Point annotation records
[start]

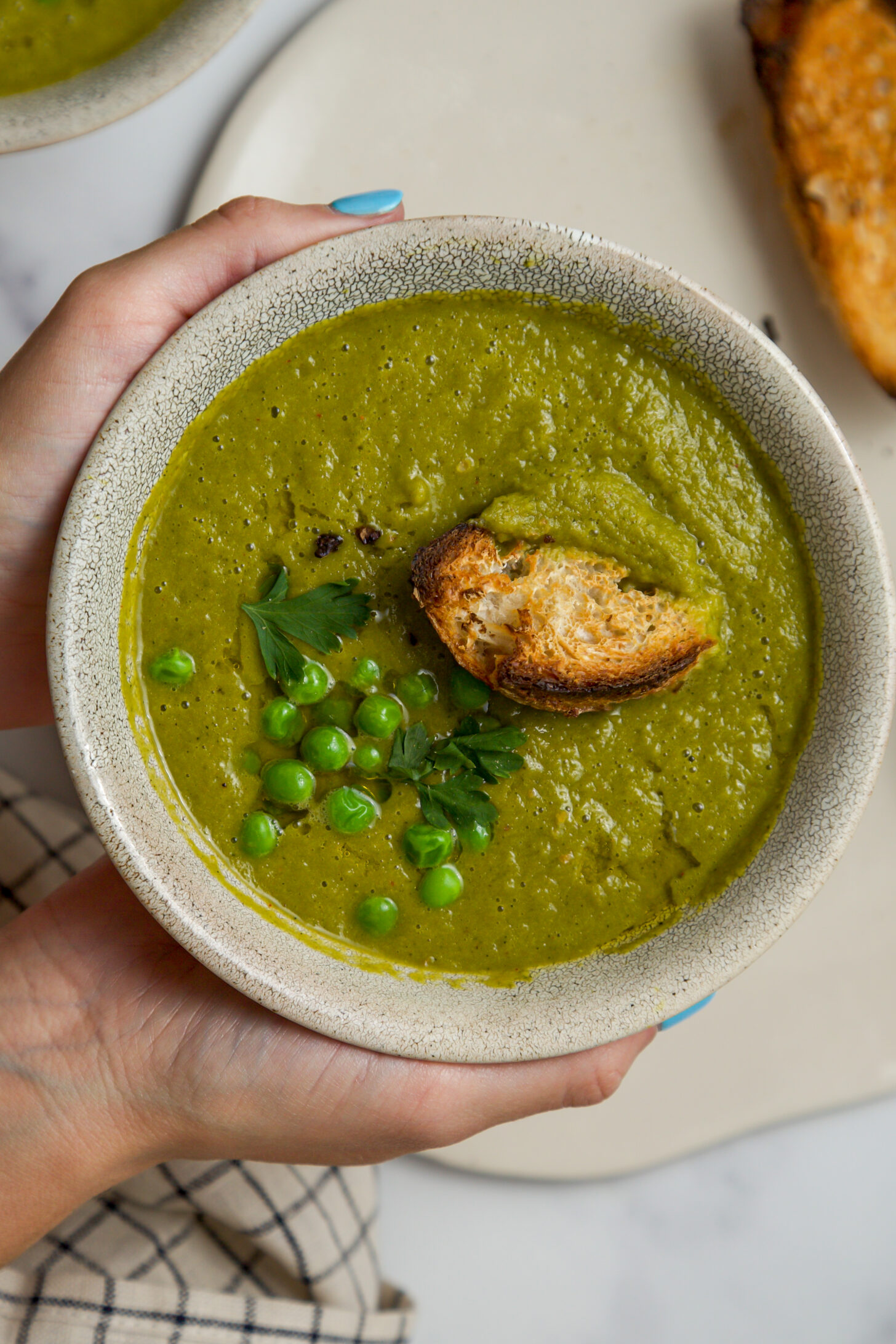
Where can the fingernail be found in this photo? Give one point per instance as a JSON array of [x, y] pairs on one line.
[[688, 1012], [369, 203]]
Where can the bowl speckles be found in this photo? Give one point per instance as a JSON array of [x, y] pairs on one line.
[[567, 1007], [183, 42]]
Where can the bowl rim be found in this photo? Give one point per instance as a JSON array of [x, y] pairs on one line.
[[183, 42], [229, 959]]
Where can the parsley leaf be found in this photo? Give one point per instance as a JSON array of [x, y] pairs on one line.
[[282, 659], [410, 754], [492, 754], [461, 799], [320, 617]]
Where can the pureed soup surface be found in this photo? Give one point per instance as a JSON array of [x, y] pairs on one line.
[[46, 41], [539, 417]]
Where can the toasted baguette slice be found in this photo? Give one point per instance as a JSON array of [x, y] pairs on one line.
[[828, 70], [553, 626]]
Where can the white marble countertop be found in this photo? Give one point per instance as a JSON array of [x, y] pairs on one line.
[[782, 1237]]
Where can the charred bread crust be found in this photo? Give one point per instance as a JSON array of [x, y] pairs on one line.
[[457, 573]]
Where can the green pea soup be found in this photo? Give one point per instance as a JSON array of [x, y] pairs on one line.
[[403, 420], [43, 42]]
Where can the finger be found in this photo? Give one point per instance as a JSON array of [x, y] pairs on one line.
[[444, 1104], [114, 316], [359, 1106]]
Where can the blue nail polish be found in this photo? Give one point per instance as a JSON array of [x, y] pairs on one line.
[[688, 1012], [369, 203]]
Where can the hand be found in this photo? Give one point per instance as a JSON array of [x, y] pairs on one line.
[[118, 1049], [60, 388]]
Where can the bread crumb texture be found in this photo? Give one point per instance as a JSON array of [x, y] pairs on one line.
[[554, 626], [828, 69]]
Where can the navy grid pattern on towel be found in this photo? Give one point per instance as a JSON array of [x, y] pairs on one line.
[[188, 1252]]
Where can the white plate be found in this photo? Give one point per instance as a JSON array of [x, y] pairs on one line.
[[638, 121]]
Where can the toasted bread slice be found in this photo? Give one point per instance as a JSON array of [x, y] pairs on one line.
[[828, 70], [553, 626]]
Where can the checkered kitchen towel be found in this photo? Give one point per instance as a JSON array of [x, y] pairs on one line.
[[188, 1253]]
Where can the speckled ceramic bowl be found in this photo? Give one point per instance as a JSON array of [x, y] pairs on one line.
[[183, 42], [567, 1007]]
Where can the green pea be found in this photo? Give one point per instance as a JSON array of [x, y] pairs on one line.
[[258, 835], [312, 686], [377, 914], [428, 846], [441, 886], [366, 675], [476, 838], [378, 715], [288, 781], [468, 691], [335, 711], [351, 811], [326, 748], [281, 721], [417, 690], [175, 667], [250, 761], [370, 757]]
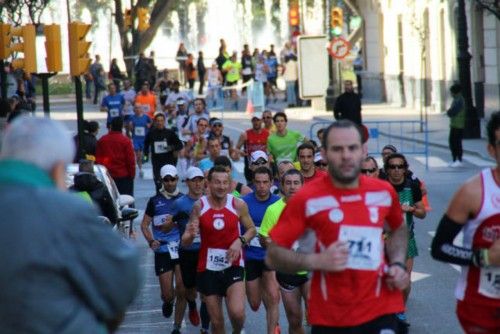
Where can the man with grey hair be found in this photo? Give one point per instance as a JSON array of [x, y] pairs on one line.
[[69, 273]]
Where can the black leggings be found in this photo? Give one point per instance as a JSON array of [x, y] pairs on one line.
[[455, 142]]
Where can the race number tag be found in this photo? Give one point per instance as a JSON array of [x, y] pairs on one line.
[[140, 131], [255, 240], [489, 282], [365, 246], [173, 249], [113, 112], [160, 147], [160, 219], [217, 260]]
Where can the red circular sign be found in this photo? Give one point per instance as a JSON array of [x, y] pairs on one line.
[[339, 47]]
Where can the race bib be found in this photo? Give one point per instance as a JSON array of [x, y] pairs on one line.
[[160, 147], [173, 249], [365, 246], [489, 282], [160, 219], [140, 131], [217, 260], [255, 240], [114, 112]]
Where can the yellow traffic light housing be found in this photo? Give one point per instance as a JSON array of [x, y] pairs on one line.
[[143, 16], [52, 34], [127, 19], [27, 46], [79, 61], [4, 40], [293, 15], [337, 20]]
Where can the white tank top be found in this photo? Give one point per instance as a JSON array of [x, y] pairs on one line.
[[479, 285]]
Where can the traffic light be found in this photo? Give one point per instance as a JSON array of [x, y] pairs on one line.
[[78, 48], [293, 15], [4, 40], [143, 15], [26, 45], [52, 34], [127, 19], [337, 20]]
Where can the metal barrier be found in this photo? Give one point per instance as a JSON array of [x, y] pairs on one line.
[[409, 137]]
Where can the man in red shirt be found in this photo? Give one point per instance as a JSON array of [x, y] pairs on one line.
[[116, 152], [305, 154], [358, 277]]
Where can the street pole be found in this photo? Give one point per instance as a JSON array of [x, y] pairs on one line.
[[79, 108], [472, 127], [330, 97]]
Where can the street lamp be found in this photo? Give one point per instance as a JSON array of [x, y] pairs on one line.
[[472, 128]]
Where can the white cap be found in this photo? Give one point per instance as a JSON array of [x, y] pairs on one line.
[[256, 155], [193, 172], [318, 157], [168, 170]]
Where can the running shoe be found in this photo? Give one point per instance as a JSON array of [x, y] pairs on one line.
[[194, 317], [167, 309]]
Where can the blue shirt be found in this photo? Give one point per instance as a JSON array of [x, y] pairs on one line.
[[114, 104], [181, 209], [257, 209], [159, 208], [140, 126]]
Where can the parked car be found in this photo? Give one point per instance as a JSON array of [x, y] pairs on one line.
[[122, 203]]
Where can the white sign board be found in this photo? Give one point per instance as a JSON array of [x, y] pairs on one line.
[[313, 66]]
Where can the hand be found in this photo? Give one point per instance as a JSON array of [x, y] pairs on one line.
[[397, 278], [334, 258], [234, 251], [155, 245], [494, 253]]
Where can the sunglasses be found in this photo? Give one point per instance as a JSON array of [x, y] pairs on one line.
[[396, 166], [366, 171]]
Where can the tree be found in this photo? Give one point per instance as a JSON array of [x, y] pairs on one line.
[[16, 10], [134, 42]]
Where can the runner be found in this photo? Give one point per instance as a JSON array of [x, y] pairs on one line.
[[410, 198], [475, 210], [112, 104], [139, 125], [305, 154], [294, 287], [164, 241], [261, 282], [254, 139], [217, 218], [188, 255], [355, 286]]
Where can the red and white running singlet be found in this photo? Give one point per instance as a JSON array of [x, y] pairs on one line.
[[218, 230], [482, 285]]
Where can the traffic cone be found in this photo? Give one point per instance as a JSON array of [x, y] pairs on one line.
[[425, 199]]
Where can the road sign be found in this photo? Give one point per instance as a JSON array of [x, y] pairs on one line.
[[339, 47]]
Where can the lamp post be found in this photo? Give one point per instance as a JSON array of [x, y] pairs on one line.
[[472, 128], [330, 97]]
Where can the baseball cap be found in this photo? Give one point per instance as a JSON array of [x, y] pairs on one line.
[[168, 170], [256, 155], [193, 172], [215, 121], [318, 157]]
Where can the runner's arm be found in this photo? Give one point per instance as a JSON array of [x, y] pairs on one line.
[[192, 227]]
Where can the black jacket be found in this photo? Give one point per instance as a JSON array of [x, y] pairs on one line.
[[98, 192], [348, 106]]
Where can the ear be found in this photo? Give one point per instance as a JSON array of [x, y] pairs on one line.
[[58, 174]]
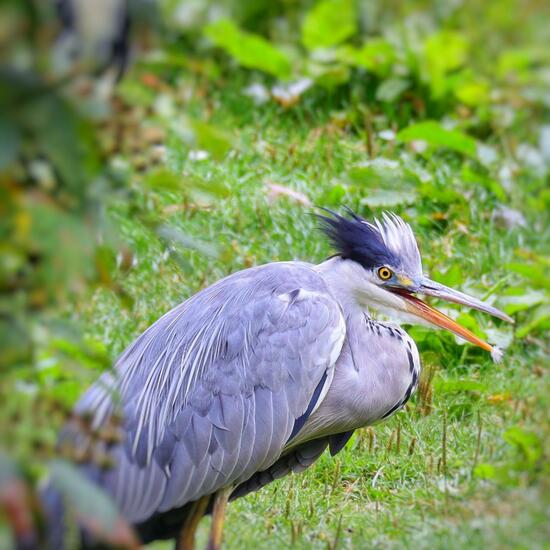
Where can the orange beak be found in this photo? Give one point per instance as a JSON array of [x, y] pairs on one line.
[[418, 308]]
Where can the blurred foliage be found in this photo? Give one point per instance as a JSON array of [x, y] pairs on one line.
[[438, 110]]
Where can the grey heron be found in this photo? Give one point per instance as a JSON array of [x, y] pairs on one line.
[[255, 376], [95, 33]]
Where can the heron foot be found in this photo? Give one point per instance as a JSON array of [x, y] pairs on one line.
[[186, 538], [218, 515]]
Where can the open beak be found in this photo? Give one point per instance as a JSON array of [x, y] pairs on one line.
[[421, 309]]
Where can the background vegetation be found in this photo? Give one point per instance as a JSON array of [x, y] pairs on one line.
[[233, 119]]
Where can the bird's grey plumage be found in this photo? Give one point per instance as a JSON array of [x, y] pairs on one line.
[[210, 393], [253, 378]]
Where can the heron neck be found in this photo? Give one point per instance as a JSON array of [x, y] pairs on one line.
[[342, 277]]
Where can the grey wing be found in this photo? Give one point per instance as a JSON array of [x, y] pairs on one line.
[[212, 391]]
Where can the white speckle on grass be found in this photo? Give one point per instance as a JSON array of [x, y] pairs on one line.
[[497, 354], [198, 155]]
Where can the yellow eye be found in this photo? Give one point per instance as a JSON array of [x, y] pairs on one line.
[[385, 273]]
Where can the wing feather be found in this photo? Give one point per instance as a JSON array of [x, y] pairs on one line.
[[210, 392]]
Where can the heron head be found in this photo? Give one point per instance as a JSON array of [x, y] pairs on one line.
[[391, 273]]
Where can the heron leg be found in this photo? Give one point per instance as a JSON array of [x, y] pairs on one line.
[[186, 537], [218, 515]]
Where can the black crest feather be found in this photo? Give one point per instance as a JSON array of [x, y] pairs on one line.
[[355, 239]]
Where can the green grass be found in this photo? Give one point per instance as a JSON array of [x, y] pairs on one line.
[[410, 482]]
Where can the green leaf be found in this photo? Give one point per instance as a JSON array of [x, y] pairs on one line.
[[388, 198], [250, 50], [437, 136], [215, 140], [485, 471], [390, 89], [444, 51], [376, 56], [521, 302], [528, 443], [10, 140], [329, 23]]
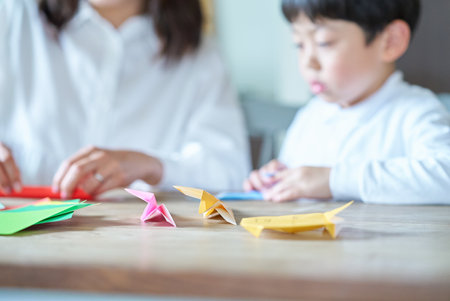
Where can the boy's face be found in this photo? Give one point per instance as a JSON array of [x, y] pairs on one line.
[[337, 62]]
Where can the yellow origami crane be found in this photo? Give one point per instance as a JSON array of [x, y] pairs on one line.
[[294, 223], [210, 206]]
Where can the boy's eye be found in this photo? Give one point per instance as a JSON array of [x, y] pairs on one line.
[[299, 45], [324, 44]]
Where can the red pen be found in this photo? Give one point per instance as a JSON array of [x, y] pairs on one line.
[[39, 192]]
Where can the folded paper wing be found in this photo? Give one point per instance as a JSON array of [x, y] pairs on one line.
[[152, 209], [294, 223], [209, 206], [45, 192], [43, 211]]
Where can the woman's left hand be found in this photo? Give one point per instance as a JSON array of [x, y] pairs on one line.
[[96, 170], [300, 182]]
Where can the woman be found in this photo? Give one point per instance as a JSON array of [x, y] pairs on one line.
[[118, 91]]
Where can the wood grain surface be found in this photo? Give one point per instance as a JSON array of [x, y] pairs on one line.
[[381, 253]]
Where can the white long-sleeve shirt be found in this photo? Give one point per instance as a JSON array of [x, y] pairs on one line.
[[106, 87], [392, 148]]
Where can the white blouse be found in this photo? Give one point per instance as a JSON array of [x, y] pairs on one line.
[[392, 148], [106, 87]]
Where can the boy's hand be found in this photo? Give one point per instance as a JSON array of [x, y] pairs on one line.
[[263, 178], [300, 182], [9, 172]]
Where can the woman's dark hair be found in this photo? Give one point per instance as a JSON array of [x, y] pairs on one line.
[[178, 23], [371, 15]]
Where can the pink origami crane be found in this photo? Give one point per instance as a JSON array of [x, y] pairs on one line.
[[152, 210]]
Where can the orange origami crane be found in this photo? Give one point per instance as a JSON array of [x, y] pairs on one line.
[[210, 206], [294, 223]]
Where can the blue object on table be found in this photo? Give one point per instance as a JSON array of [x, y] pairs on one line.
[[240, 196]]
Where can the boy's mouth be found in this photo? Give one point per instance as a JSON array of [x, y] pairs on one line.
[[317, 87]]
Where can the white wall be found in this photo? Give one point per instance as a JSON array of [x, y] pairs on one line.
[[256, 43]]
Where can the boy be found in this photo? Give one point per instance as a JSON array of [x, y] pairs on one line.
[[367, 134]]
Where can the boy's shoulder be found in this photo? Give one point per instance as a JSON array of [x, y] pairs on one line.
[[413, 98]]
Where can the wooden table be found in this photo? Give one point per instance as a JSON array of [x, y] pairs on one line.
[[382, 253]]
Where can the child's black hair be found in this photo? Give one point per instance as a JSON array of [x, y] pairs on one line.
[[371, 15]]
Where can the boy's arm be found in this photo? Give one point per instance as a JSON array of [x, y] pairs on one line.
[[422, 176]]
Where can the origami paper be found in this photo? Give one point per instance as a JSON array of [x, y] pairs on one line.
[[152, 210], [210, 206], [43, 211], [44, 192], [294, 223], [238, 196]]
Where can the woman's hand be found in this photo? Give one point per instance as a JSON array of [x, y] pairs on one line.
[[263, 178], [300, 182], [96, 170], [9, 172]]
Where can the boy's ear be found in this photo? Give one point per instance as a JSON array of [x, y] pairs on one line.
[[396, 37]]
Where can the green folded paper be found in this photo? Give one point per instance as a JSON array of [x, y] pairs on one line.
[[43, 211]]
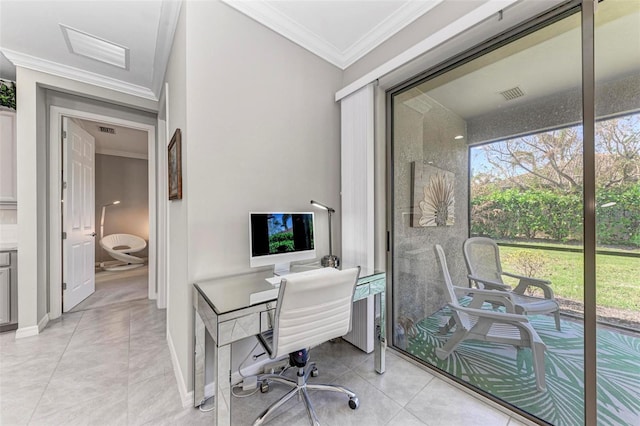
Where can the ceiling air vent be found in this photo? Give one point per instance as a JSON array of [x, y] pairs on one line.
[[511, 94]]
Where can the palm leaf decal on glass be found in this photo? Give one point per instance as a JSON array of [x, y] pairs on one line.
[[504, 371]]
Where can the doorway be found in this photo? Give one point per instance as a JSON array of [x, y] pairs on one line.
[[56, 187], [121, 215]]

[end]

== Aim ==
Reproduce the rows word for word, starting at the beginning of the rows and ending at the line that contains "[[188, 1252]]", with both ends included. Leave the pictures out.

== Right answer ==
Where can the fingernail be found in this photo? Give one point per instance as a JSON array of [x, y] pairs on one line.
[[688, 1012], [369, 203]]
Where can the bowl speckles be found in this photo? Give one point per instance as a JSON array of [x, y] pairs on one line.
[[567, 1007], [183, 42]]
Where can the bowl rim be found in this photo? Give one point per instance as a JSON array of [x, y] pairs on one line.
[[183, 42], [229, 959]]
Where can the parsley leaf be found in this photo? Give one point per instance as a JSON array of [x, y] pairs on one line.
[[282, 659], [410, 754], [492, 754], [461, 799], [320, 617]]
Where can the pureed soup surface be found in this photo? Give one point per instance as a JSON array of [x, y] pairs on one line.
[[46, 41], [539, 417]]
Where can the toasted baguette slice be found in this photo? Give one point per instance as a JSON array of [x, y] pairs on one line.
[[828, 70], [553, 626]]
Where can the white marble countertop be found in this photo? Give one point per instance as a JSON array of [x, y] pairs on one line.
[[782, 1237]]
Where can the charred bread crust be found in this photo? Give one point per instance as a JSON array of [x, y] pairs on one line.
[[457, 573]]
Where can the green pea soup be found in this photo? Give one point per instance as a JSON array of [x, y] pairs on one line.
[[403, 420], [43, 42]]
Where can the finger be found in this photo? Give one point per instance as a JSON array of [x, y] pairs on one line.
[[444, 1104], [114, 316], [359, 1106]]
Where can the blue nail polish be found in this photo? Give one point per instance as a JSON array of [x, y] pairs on one line.
[[688, 1012], [369, 203]]
Where can the hand be found in this photo? Give one point per instance as a JSON array of [x, y] pairs on one line.
[[118, 1049], [60, 388]]
Where can the bread crumb texture be found in this photo? Give one point per instance as a JSON array of [x, y] pairs on one line.
[[554, 626], [828, 69]]
Where can the navy grid pattern on towel be found in this photo? Give one point per instance as a JSON array of [x, y] pairs on one line.
[[188, 1252]]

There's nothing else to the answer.